▶ _What is being asked_
Extract every line of the data below that contains the word "wooden", matching case exactly.

▶ _Data supplied_

-- -- --

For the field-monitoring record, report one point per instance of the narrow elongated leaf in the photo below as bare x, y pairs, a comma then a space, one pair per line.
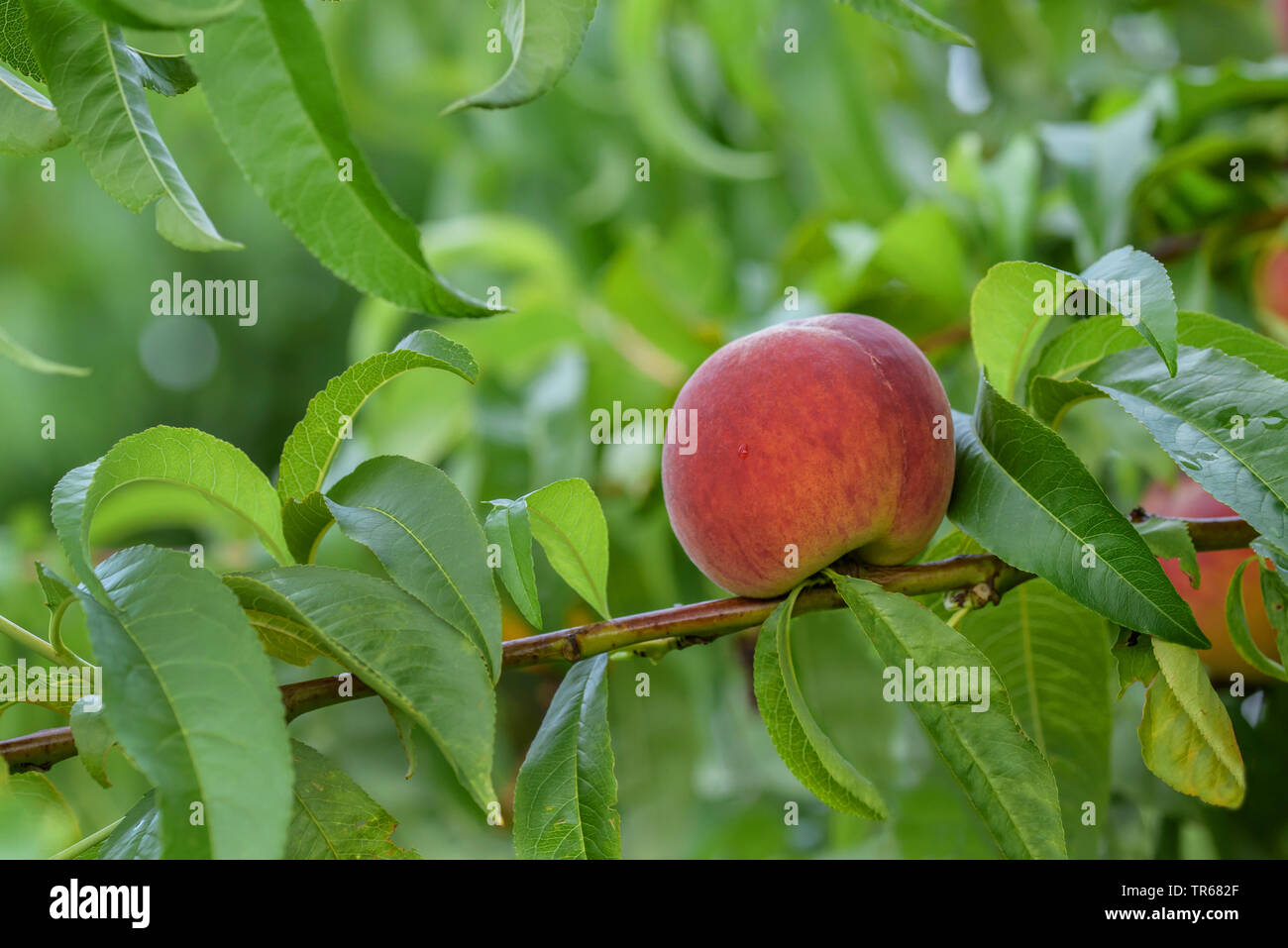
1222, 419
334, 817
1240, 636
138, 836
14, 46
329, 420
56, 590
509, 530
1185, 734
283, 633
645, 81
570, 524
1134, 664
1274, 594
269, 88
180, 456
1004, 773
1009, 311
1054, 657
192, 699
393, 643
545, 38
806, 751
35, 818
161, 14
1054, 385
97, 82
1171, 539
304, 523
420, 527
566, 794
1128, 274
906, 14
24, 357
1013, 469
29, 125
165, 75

-- -- --

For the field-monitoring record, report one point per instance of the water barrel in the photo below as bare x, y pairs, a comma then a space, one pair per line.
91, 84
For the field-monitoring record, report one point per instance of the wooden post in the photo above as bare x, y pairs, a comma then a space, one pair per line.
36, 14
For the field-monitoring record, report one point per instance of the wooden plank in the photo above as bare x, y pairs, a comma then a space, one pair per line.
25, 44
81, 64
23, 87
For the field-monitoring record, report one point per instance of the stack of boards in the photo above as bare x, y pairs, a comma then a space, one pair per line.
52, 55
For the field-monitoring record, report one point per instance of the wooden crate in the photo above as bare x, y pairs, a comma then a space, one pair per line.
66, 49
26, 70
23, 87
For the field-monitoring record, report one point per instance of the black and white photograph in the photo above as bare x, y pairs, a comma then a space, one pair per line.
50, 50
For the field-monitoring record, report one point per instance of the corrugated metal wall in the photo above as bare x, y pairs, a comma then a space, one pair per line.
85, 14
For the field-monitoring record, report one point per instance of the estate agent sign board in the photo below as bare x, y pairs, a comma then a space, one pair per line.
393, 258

-- -- --

▶ _Solved problem_
For the field-monitoring record, report one point per instance of the wooden post in the photo above as bare x, y pairs, a comma then a space, one pair per line.
For the field-monitoring record, report one point per instance of the wooden plank in the photo above as bare x, y pairs, a comma then a space, one pair per line.
For the field-monitoring record, report one point per instance of the wooden crate in the photo above as bare x, y pairs, a comma then a space, one pair per line.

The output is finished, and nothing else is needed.